Records contained in a dataset:

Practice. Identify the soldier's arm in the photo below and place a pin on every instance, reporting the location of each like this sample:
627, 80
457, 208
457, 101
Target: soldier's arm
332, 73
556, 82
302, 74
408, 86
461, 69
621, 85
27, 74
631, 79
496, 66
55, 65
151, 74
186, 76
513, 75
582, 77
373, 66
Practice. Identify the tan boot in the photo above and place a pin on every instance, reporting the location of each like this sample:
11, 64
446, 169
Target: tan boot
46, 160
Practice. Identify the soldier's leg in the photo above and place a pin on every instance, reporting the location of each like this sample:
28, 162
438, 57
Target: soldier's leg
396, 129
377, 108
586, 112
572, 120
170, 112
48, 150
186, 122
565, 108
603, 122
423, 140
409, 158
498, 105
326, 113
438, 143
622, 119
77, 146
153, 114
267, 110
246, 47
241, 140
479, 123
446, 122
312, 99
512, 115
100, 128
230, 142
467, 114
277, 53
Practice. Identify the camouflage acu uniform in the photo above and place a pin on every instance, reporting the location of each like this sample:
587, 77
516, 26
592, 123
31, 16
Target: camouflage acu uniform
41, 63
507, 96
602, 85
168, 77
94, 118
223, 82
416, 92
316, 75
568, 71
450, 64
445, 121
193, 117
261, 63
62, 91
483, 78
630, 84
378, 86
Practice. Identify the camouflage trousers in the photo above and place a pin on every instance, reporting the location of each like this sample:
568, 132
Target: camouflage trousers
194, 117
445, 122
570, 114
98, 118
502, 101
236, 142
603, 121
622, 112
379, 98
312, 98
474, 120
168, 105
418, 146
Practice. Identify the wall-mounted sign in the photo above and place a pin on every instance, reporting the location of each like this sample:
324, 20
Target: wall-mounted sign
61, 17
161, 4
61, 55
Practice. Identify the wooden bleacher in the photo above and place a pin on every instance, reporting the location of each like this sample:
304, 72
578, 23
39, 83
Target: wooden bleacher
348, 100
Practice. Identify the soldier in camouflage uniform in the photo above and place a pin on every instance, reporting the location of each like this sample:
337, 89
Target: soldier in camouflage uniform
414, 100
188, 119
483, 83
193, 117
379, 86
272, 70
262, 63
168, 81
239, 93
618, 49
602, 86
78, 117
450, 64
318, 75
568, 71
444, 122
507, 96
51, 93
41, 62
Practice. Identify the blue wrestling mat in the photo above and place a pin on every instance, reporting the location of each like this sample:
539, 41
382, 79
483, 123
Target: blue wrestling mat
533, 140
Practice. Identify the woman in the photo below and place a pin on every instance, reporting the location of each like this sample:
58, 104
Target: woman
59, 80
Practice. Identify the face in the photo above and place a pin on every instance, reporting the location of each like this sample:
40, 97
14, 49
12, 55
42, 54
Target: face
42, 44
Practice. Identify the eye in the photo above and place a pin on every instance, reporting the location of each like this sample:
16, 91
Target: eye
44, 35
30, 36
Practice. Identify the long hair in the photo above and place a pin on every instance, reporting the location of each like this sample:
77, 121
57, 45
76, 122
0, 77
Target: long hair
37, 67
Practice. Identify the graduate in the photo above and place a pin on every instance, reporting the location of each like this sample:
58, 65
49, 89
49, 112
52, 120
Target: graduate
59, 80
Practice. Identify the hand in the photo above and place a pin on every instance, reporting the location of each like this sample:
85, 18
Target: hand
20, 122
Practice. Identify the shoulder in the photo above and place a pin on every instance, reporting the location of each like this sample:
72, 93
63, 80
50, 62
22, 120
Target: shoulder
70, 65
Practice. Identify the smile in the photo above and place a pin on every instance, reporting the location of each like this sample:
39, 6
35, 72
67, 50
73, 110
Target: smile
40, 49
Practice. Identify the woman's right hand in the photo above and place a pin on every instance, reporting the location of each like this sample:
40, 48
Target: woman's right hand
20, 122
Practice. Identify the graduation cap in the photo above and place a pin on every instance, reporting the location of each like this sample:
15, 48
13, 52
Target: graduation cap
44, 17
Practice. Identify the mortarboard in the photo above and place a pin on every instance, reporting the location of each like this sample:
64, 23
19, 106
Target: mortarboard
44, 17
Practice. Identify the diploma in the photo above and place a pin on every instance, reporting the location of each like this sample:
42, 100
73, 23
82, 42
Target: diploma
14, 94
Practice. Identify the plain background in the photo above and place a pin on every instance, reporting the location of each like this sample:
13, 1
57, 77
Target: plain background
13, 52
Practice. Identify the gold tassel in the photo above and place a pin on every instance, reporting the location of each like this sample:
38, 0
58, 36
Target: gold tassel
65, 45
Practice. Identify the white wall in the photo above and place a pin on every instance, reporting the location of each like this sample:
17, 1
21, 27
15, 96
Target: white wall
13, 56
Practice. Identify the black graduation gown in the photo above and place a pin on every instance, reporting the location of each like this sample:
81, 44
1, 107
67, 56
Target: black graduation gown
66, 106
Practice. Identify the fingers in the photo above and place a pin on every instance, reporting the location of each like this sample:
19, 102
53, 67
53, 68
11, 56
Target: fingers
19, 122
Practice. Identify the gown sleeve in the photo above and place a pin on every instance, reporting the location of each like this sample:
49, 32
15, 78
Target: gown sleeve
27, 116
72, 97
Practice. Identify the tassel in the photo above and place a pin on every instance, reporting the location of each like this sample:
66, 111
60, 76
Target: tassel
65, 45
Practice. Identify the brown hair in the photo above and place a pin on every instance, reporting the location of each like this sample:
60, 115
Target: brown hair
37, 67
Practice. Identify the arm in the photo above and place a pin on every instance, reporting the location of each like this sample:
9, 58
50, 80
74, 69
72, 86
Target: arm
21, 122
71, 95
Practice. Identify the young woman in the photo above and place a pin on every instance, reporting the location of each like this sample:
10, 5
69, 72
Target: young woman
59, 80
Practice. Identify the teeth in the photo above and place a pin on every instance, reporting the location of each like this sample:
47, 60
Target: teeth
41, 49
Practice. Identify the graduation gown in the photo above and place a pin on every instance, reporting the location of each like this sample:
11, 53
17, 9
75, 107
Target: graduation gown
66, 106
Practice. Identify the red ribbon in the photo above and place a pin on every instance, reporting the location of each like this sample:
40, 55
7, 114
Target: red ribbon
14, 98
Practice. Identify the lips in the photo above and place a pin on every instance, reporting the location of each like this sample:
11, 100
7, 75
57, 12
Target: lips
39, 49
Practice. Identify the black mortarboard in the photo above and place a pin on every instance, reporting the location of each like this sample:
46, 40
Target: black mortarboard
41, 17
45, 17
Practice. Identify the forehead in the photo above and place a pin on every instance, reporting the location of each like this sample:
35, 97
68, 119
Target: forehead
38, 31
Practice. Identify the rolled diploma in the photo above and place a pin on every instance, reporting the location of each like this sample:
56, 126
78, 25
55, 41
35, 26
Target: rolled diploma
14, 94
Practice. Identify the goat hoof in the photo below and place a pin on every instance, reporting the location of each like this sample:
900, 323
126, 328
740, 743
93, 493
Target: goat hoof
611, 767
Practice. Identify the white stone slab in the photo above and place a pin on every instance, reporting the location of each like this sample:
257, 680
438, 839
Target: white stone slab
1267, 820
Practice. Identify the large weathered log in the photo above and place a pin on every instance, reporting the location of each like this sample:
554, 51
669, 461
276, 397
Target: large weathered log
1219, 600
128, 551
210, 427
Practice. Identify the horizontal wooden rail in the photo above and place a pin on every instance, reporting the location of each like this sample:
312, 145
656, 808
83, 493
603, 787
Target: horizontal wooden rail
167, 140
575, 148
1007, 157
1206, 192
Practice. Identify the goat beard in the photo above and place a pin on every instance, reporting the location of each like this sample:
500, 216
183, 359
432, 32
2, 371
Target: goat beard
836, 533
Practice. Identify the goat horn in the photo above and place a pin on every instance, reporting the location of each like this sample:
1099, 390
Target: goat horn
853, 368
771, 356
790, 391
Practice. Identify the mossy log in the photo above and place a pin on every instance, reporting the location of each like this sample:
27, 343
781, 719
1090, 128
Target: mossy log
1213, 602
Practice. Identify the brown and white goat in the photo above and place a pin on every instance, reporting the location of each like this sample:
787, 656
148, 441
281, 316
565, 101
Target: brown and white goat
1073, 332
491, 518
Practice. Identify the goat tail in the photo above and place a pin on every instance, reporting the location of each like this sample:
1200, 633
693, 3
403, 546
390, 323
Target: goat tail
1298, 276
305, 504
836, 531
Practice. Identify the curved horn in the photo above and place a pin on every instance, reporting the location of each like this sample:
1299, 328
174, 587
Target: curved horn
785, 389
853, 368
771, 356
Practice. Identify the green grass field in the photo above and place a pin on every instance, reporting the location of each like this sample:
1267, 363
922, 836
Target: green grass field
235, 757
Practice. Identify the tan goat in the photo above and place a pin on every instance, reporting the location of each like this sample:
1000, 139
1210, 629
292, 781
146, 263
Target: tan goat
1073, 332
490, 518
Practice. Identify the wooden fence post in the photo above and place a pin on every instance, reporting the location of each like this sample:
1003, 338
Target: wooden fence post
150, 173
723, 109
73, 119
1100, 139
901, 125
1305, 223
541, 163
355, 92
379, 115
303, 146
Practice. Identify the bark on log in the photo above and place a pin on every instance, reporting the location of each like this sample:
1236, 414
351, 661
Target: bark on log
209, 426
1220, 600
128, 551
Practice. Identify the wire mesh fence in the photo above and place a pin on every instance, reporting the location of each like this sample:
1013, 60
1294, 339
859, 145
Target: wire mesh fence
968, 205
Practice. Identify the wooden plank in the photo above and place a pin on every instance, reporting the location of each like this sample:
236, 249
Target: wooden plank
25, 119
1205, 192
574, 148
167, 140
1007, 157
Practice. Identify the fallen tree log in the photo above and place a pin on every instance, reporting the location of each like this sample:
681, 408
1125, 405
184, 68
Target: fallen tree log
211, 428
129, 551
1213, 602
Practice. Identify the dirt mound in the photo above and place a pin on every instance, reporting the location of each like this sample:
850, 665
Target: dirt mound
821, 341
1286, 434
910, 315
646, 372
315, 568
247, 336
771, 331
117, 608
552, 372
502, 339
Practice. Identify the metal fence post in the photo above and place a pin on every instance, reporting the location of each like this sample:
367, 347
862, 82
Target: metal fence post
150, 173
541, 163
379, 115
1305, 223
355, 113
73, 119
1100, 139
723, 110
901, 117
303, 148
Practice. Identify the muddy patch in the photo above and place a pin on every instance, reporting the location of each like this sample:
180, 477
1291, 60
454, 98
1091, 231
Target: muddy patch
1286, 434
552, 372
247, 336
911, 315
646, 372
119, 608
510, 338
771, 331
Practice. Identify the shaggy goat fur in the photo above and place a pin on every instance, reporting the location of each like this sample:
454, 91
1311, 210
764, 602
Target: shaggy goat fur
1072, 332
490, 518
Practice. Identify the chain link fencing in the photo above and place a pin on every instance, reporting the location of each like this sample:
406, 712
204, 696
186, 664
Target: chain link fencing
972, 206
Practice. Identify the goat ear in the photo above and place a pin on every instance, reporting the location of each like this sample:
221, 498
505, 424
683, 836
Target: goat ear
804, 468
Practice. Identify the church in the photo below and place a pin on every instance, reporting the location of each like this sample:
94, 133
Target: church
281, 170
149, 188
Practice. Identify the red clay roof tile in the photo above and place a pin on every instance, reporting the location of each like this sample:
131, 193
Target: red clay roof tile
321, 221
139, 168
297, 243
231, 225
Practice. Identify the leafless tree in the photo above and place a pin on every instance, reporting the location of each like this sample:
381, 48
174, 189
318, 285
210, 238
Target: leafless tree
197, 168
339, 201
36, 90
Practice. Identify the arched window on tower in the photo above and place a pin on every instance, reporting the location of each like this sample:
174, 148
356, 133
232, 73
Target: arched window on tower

Exercise requirements – Across the entries above, find each line with the word "window" and please copy it out.

Finished exercise –
Practice. Identify the arched window on tower in the photo above and place a pin on every instance, reporting the location of each like this sample:
Target: arched window on tower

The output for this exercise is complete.